#### Written request
Convert every line of the data below into a Markdown table with the columns "Row" (a running number) and "Line" (the line itself). Skip blank lines and leave the pictures out.

##############################

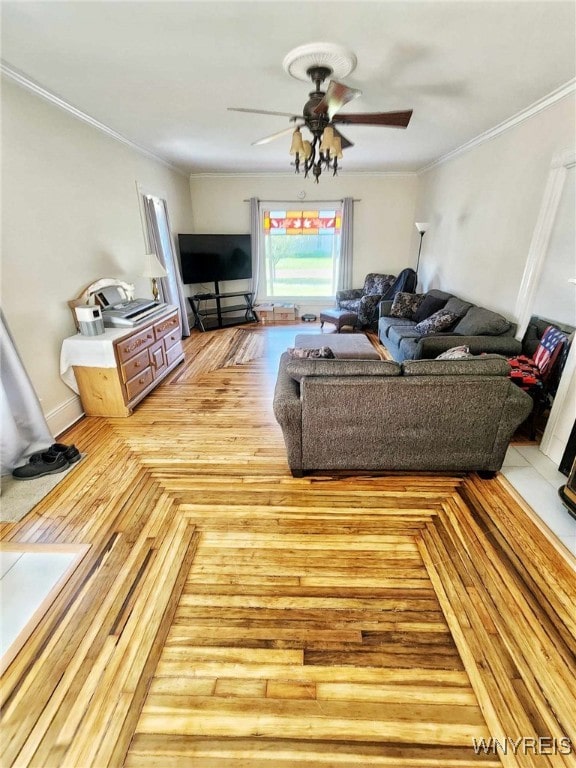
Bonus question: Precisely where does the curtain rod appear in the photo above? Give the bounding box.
[242,197,362,205]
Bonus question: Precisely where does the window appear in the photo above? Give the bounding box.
[261,204,342,298]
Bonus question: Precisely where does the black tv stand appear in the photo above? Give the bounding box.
[188,281,258,331]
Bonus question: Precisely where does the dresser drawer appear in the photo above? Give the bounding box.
[126,367,154,402]
[116,327,155,363]
[154,312,180,346]
[120,349,150,381]
[148,340,167,379]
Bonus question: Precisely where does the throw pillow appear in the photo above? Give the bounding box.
[454,307,510,336]
[412,295,448,323]
[414,309,458,336]
[436,344,474,360]
[390,291,425,320]
[288,347,336,360]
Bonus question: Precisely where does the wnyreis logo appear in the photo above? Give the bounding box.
[472,736,576,755]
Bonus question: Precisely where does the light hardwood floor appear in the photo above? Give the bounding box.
[0,326,576,768]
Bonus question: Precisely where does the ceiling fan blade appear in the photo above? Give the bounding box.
[227,107,302,119]
[332,126,354,149]
[314,80,362,120]
[332,109,412,128]
[252,124,302,146]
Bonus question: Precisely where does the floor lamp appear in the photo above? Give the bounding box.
[414,221,430,278]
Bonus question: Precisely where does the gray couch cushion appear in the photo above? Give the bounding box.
[454,307,510,336]
[413,292,448,323]
[414,309,458,336]
[444,296,474,317]
[388,325,420,345]
[390,291,426,320]
[402,355,510,376]
[286,358,400,381]
[378,317,416,339]
[397,336,420,360]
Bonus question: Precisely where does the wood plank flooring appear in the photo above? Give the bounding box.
[0,326,576,768]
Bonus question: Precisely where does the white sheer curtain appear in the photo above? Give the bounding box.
[0,310,54,475]
[336,197,354,291]
[250,197,261,301]
[143,195,190,336]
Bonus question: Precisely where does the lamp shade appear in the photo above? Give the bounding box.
[142,253,168,277]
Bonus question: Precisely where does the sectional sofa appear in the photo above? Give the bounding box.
[378,289,522,362]
[273,352,532,477]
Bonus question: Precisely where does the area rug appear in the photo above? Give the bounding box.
[0,454,85,523]
[172,328,265,383]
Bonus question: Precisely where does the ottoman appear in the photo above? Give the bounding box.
[294,333,380,360]
[320,309,358,333]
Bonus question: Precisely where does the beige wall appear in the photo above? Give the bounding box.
[1,81,191,428]
[190,171,418,309]
[416,95,576,319]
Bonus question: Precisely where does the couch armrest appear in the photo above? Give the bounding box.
[273,352,302,477]
[336,288,364,306]
[378,299,394,317]
[414,334,522,360]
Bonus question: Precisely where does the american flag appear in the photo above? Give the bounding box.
[534,325,568,374]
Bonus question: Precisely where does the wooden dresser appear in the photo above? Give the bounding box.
[65,307,184,416]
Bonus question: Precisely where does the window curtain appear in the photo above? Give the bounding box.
[0,310,54,475]
[143,195,190,336]
[250,197,262,301]
[336,197,354,291]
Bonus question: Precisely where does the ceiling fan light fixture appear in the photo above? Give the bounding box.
[290,128,304,155]
[320,125,334,152]
[282,43,356,82]
[330,136,344,160]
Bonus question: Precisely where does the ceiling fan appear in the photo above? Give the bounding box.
[228,49,412,182]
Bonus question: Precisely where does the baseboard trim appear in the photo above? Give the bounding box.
[46,395,84,437]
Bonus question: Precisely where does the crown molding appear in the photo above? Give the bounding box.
[0,60,576,179]
[417,78,576,174]
[190,169,419,182]
[0,61,187,176]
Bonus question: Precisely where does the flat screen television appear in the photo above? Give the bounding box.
[178,235,252,284]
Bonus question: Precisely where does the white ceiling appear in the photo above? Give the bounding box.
[2,0,576,173]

##############################

#### Solution to this task
| Row | Line |
|---|---|
| 1 | Bonus question: Precisely where does the curtain rod appear in the photo above? Give the bounding box. |
| 2 | [242,197,362,205] |
| 3 | Bonus question: Precisely where does the window appear in the photo above? Give the bounding box. |
| 4 | [261,204,342,298] |
| 5 | Bonus question: Precisely where does the black tv stand appear in the photo above? Give the bounding box. |
| 6 | [188,281,258,331] |
| 7 | Bonus question: Precisely where does the dresser drawer appear in the photo above? Give the bounding box. |
| 8 | [126,367,154,402] |
| 9 | [116,327,155,363] |
| 10 | [154,312,180,346] |
| 11 | [120,349,150,381] |
| 12 | [148,340,167,379] |
| 13 | Bonus question: Precisely where does the throw pillow appear in the photo above? Give the bounding box. |
| 14 | [454,307,510,336] |
| 15 | [412,295,448,323] |
| 16 | [414,309,458,336] |
| 17 | [436,344,474,360] |
| 18 | [390,291,425,320] |
| 19 | [288,347,336,360] |
| 20 | Bonus question: Precisely where does the wnyreis logo appear in the photo above? Give the bounding box. |
| 21 | [472,736,576,755] |
| 22 | Bonus question: Precisely where does the light hardwood floor appear in the photo above? Give the bounding box. |
| 23 | [0,326,576,768] |
| 24 | Bonus question: Precisely where does the ceiling fan blade appear in the photo above? Give the bounding box. |
| 25 | [227,107,302,119] |
| 26 | [332,126,354,149] |
| 27 | [314,80,362,120] |
| 28 | [332,109,412,128] |
| 29 | [252,124,302,146] |
| 30 | Bonus question: Precisely where does the floor lamp appear in the photo above? Give the bounding box. |
| 31 | [414,221,430,278] |
| 32 | Bonus question: Precisely where does the gray couch cushion appear in the photo above? Give the bounding box. |
| 33 | [454,307,510,336] |
| 34 | [413,292,448,323] |
| 35 | [414,309,458,336] |
| 36 | [444,296,474,317] |
| 37 | [388,325,420,345] |
| 38 | [390,291,426,320] |
| 39 | [402,355,510,376] |
| 40 | [286,358,400,381] |
| 41 | [378,317,416,339] |
| 42 | [397,336,420,360] |
| 43 | Bonus question: Precisely where does the wood plank flooring appear in the photo above? Give the bounding box. |
| 44 | [0,326,576,768] |
| 45 | Bonus question: Precisely where does the white sheer curtain appear in the photo above? Give the bounding box. |
| 46 | [0,310,54,475] |
| 47 | [336,197,354,291] |
| 48 | [250,197,261,301] |
| 49 | [143,195,190,336] |
| 50 | Bonus question: Precisely where does the lamp shade appear in the photo above? Give the bounding box. |
| 51 | [142,253,168,277] |
| 52 | Bonus question: Precisely where does the sectional sofa appear in the photo above? Give the bounding box. |
| 53 | [378,289,522,362] |
| 54 | [273,352,532,477] |
| 55 | Bonus question: Precisely where does the area rug appear in the photo above? Give the bounding box. |
| 56 | [0,454,85,523] |
| 57 | [172,328,265,383] |
| 58 | Bonus question: Precisely where does the ottoman appear in the photo above? Give the bounding box. |
| 59 | [294,333,380,360] |
| 60 | [320,309,358,333] |
| 61 | Bonus question: Precisely where does the beige wall appear in the photo above? Give the bounding box. |
| 62 | [1,81,191,428] |
| 63 | [190,171,418,309] |
| 64 | [416,95,576,319] |
| 65 | Bonus question: Precisely where does the couch armrest appear in the photo above? Give the bounding box. |
| 66 | [273,352,302,477] |
| 67 | [336,288,364,306] |
| 68 | [378,299,394,317] |
| 69 | [414,334,522,360] |
| 70 | Bonus question: Precisely where does the american flag appear in the photo above? Give the bounding box. |
| 71 | [534,325,568,374] |
| 72 | Bonus question: Precisely where does the wooden dresser appear in the photo above? Give the bounding box. |
| 73 | [65,307,184,416] |
| 74 | Bonus question: Precisely where does the window curtain appear in the photo above? Give the bounding box. |
| 75 | [0,310,54,475] |
| 76 | [143,195,190,336] |
| 77 | [250,197,262,301] |
| 78 | [336,197,354,291] |
| 79 | Bonus question: Precisely where does the ceiling fan light fixture appear in the photo above? Give the bounding box. |
| 80 | [290,128,304,155] |
| 81 | [320,125,334,152] |
| 82 | [282,43,356,82] |
| 83 | [330,136,344,160] |
| 84 | Bonus question: Precisely where does the ceiling fan appear in the photo above? Give the bounding box. |
| 85 | [228,49,412,182] |
| 86 | Bonus question: Precisely where does the baseboard trim appear in the photo above? Give the bounding box. |
| 87 | [46,395,84,437] |
| 88 | Bonus question: Precisely where does the crown molding appear in the photo above? Give the bounding box. |
| 89 | [0,60,576,179] |
| 90 | [417,78,576,174] |
| 91 | [190,169,419,182] |
| 92 | [0,61,187,176] |
| 93 | Bonus question: Precisely where does the flat screen television appear in the photo above? Give the bounding box. |
| 94 | [178,235,252,284] |
| 95 | Bonus question: Precisely where does the white ceiling appear in the photo above? Give the bounding box. |
| 96 | [2,0,576,173] |